>> begin
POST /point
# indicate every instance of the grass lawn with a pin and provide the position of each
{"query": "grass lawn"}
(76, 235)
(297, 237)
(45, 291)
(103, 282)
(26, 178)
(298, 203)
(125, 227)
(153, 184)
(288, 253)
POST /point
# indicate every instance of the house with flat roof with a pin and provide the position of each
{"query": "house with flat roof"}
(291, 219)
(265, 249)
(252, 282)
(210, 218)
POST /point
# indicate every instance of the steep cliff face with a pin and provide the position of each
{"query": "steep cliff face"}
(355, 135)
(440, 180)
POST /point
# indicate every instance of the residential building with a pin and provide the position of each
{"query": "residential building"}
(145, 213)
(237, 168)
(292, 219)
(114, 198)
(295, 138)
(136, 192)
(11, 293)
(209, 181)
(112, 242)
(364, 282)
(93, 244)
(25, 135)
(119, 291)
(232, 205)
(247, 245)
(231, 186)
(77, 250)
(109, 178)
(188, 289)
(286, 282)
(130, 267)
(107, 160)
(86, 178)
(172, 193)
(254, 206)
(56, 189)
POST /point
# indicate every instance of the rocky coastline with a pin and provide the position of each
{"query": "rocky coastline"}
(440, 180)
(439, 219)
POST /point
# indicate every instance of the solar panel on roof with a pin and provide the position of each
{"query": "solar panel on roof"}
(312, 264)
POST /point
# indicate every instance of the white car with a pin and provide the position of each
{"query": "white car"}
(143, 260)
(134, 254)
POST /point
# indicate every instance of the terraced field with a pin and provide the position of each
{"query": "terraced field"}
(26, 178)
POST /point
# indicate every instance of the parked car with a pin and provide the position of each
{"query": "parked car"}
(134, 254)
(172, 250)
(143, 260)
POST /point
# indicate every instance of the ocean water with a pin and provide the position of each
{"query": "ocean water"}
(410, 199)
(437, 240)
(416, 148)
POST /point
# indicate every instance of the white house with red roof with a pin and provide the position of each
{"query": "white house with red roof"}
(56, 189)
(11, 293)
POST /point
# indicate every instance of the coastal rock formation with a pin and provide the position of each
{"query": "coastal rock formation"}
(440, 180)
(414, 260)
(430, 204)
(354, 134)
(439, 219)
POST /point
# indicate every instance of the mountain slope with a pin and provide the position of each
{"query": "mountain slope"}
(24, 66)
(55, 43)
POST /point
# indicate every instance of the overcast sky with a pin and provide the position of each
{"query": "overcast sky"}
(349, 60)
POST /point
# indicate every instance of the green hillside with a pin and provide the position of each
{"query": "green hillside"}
>> end
Repeat each record in full; every line must match exactly.

POST /point
# indicate every instance of the grass lawn with a pin and provide the position of each
{"query": "grass lawn"}
(76, 235)
(297, 237)
(45, 291)
(103, 282)
(26, 178)
(298, 203)
(125, 227)
(153, 184)
(288, 253)
POST /point
# indicate every instance of the house with flat roof with a pin and provide the position of each
{"query": "house with flat roof"}
(291, 219)
(265, 249)
(252, 282)
(210, 218)
POST /point
# indicate every instance of the steep cliff face with a pin and provide the position of each
{"query": "steep cliff face"}
(355, 135)
(440, 180)
POST /point
# indicate every instance of the residential building with a pin and provide the position of each
{"query": "residential building"}
(145, 213)
(237, 168)
(292, 219)
(114, 198)
(295, 138)
(136, 192)
(11, 293)
(209, 181)
(112, 242)
(364, 282)
(93, 244)
(25, 135)
(119, 291)
(232, 205)
(247, 245)
(231, 186)
(77, 250)
(109, 178)
(188, 289)
(286, 282)
(130, 267)
(107, 160)
(86, 178)
(172, 193)
(254, 206)
(56, 189)
POST /point
# indicate every instance of the rocky coastline with a pin and provide the position of each
{"query": "rocky coastline"}
(440, 180)
(439, 219)
POST /point
# indicate every instance of the solar panel on roof with a pin and provide the position of each
{"query": "solar panel on roof"}
(312, 264)
POST /point
# indicate every instance of the white car with a pin and provide the position of each
{"query": "white car"}
(143, 260)
(134, 254)
POST /point
# indicate every instance of the terraced field with a pin and provide the position of each
{"query": "terraced field"}
(26, 178)
POST /point
# indicate every instance of the parked car with a pin and provide the position of each
{"query": "parked car"}
(134, 254)
(172, 250)
(143, 260)
POST /point
# indicate every instance of the ocean water with a pin and provide the position of each
{"query": "ocean water"}
(410, 199)
(437, 240)
(416, 148)
POST /point
# indicate every instance of the white house with red roof with a pin and provide the position of each
{"query": "white house with red roof"}
(56, 189)
(11, 293)
POST /point
# indicate every instance of the coastal rock formation with a pin and provide the position of each
{"query": "coastal rock formation"}
(440, 180)
(414, 260)
(430, 204)
(354, 134)
(439, 219)
POST /point
# indicate every instance of the mountain slope with a pin and provide the position of each
{"query": "mountain slope"}
(24, 66)
(55, 43)
POST /point
# indicate every instance of the overcast sky with a pin and provide the position of each
{"query": "overcast sky"}
(349, 60)
POST /point
# indicate every instance of the green hillside with a pin and provide the position of each
{"query": "green hillside"}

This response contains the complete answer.